----- DATA EXCERPTS

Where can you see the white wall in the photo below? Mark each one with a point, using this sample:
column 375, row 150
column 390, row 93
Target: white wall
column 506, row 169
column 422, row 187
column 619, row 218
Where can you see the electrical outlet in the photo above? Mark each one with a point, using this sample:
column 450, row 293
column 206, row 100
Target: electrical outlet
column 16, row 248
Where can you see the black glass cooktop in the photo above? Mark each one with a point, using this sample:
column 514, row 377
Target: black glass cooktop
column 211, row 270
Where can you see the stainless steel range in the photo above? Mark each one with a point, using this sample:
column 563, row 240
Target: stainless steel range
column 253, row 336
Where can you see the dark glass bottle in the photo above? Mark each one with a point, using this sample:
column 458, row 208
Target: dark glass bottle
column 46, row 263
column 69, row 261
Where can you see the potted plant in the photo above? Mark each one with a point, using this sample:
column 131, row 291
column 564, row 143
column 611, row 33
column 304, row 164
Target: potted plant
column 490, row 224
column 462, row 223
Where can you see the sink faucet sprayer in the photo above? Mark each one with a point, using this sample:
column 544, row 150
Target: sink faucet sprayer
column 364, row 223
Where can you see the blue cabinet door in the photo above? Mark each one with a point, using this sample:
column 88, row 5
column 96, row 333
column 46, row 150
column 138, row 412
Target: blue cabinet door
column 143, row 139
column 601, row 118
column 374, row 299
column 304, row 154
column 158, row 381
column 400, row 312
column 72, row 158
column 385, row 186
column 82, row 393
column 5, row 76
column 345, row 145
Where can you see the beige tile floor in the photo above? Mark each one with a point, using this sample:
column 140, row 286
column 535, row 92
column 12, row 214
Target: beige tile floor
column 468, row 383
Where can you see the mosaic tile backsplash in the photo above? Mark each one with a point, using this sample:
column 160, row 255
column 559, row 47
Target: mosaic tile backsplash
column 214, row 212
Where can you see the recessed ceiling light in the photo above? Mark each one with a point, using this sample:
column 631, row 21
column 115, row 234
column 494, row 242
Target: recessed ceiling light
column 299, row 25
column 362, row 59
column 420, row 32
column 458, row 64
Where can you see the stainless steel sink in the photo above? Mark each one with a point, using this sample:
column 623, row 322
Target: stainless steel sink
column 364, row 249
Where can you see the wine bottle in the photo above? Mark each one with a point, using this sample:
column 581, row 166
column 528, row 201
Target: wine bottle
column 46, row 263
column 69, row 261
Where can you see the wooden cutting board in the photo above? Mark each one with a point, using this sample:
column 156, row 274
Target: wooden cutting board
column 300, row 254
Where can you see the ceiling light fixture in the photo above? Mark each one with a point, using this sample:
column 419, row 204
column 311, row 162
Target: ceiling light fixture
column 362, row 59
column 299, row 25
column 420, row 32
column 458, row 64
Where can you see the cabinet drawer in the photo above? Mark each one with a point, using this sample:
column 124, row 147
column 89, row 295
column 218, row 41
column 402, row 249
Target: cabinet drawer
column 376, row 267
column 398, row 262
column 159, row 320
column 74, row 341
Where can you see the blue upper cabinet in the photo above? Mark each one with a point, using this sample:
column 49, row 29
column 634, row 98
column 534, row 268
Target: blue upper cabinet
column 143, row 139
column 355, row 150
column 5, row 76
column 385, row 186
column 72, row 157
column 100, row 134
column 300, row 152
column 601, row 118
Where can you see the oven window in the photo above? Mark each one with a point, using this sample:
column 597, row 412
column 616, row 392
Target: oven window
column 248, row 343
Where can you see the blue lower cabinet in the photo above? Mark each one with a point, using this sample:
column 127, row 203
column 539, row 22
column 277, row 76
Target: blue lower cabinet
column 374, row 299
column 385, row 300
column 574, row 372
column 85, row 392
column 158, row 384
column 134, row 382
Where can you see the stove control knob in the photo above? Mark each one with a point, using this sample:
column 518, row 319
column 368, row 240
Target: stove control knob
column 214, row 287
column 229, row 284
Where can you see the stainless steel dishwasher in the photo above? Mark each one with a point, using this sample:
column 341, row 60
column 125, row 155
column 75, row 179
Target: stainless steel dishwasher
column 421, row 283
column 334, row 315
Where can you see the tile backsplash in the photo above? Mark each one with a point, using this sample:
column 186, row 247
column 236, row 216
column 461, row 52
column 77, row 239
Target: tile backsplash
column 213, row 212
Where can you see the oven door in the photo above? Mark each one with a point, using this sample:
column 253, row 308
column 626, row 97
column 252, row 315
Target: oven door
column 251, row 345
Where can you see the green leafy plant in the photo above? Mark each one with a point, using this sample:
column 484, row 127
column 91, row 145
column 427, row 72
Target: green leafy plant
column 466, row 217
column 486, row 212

----------

■ WHAT YOU NEED TO DO:
Copy out the whole listing above, line by line, with nothing changed.

■ TASK RESPONSE:
Where can you see the white wall in the photo below? Mark each one with a point, using this sample:
column 375, row 150
column 390, row 93
Target: white wall
column 506, row 169
column 422, row 187
column 619, row 218
Where can you see the electrical outlet in the photo above? Mark each one with a point, using this sample:
column 450, row 293
column 206, row 100
Target: electrical outlet
column 16, row 248
Where can you see the black glass cooktop in the photo above? Mark each one with a point, using this sample:
column 514, row 377
Target: black glass cooktop
column 211, row 270
Where can you see the stainless steel range in the photo above? Mark each one with a point, using this sample:
column 563, row 240
Target: stainless steel range
column 253, row 336
Where can you see the dark glass bottle in the photo above? Mark each one with a point, using this sample:
column 458, row 208
Target: dark glass bottle
column 46, row 263
column 69, row 261
Where can you see the potted plant in the photo above? Mark each one with a point, using this sample:
column 131, row 291
column 564, row 143
column 611, row 33
column 304, row 164
Target: potted plant
column 490, row 224
column 462, row 223
Where can you see the sink faucet sprayer in the photo above? Mark each one with a point, using this sample:
column 544, row 150
Target: sink faucet sprayer
column 364, row 223
Where can you see the blue cabinet door in the photo above? Mark each one with a point, using this sample:
column 88, row 5
column 96, row 333
column 46, row 150
column 138, row 412
Target: blue cabinet door
column 143, row 139
column 601, row 118
column 374, row 299
column 304, row 154
column 158, row 381
column 400, row 312
column 72, row 158
column 385, row 186
column 82, row 393
column 5, row 76
column 345, row 145
Where can you see the beige tile floor in the photo above? Mark each one with a point, using this sample:
column 140, row 286
column 535, row 92
column 12, row 214
Target: beige tile floor
column 468, row 383
Where can you see the mosaic tile backsplash in the photo above? Mark each one with a point, using this sample:
column 160, row 255
column 559, row 47
Target: mosaic tile backsplash
column 214, row 212
Where can you see the recessed ceiling light in the photo above? Mark each one with a point, using this sample:
column 631, row 21
column 115, row 234
column 494, row 242
Target: recessed ceiling light
column 299, row 25
column 362, row 59
column 420, row 32
column 458, row 64
Where can you see the stainless steel sink in the photo above? Mark each one with a point, using this sample:
column 623, row 322
Target: stainless steel sink
column 364, row 249
Where can you see the wine bottle in the photo above? Mark each one with a point, using this sample:
column 581, row 166
column 528, row 201
Target: wine bottle
column 46, row 263
column 69, row 261
Where can you see the wooden cutting board in the photo above? Mark each one with a point, using this sample:
column 156, row 274
Target: wooden cutting board
column 300, row 254
Where can you see the ceiling light fixture in the photo above? Mark each one with a point, using this sample:
column 419, row 204
column 311, row 162
Target: ceiling light fixture
column 362, row 59
column 299, row 25
column 420, row 32
column 458, row 64
Where can you see the cabinet drawer in the photo above? Mark each one with a point, using this sample:
column 124, row 147
column 89, row 295
column 218, row 41
column 402, row 249
Target: cabinet drawer
column 376, row 267
column 398, row 262
column 159, row 320
column 74, row 341
Where can you see the blue upper cabinet in the photo above? Mark each one with a point, using this sample:
column 49, row 29
column 634, row 98
column 534, row 268
Target: blue upper cabinet
column 143, row 139
column 355, row 150
column 5, row 76
column 385, row 186
column 72, row 157
column 100, row 134
column 300, row 152
column 601, row 118
Where can you see the oven window in the photo above? Mark each one with a point, using this sample:
column 597, row 412
column 616, row 392
Target: oven window
column 248, row 343
Where can you see the blue lower cabinet in the photo above? Mark each one with a point, using this sample:
column 127, row 203
column 539, row 22
column 277, row 76
Target: blue lower cabinet
column 374, row 299
column 385, row 300
column 574, row 372
column 85, row 392
column 158, row 384
column 134, row 382
Where can you see the stove control knob in the photo above? Mark each one with a point, using this sample:
column 518, row 319
column 368, row 240
Target: stove control knob
column 214, row 287
column 229, row 284
Where can you see the stainless steel dishwasher in the photo above? Mark each one with a point, using this sample:
column 341, row 60
column 125, row 155
column 75, row 179
Target: stainless steel dishwasher
column 421, row 283
column 334, row 315
Where can you see the tile backsplash in the photo above? Mark each one with a point, using this sample:
column 186, row 247
column 236, row 216
column 461, row 52
column 77, row 239
Target: tile backsplash
column 213, row 212
Where can you see the oven door in the photo above? Mark each one with a point, using this sample:
column 253, row 308
column 626, row 97
column 252, row 315
Target: oven door
column 251, row 345
Where can you see the green leafy plant in the photo above? Mark each one with a point, using this sample:
column 484, row 127
column 91, row 145
column 427, row 72
Target: green leafy plant
column 466, row 217
column 486, row 212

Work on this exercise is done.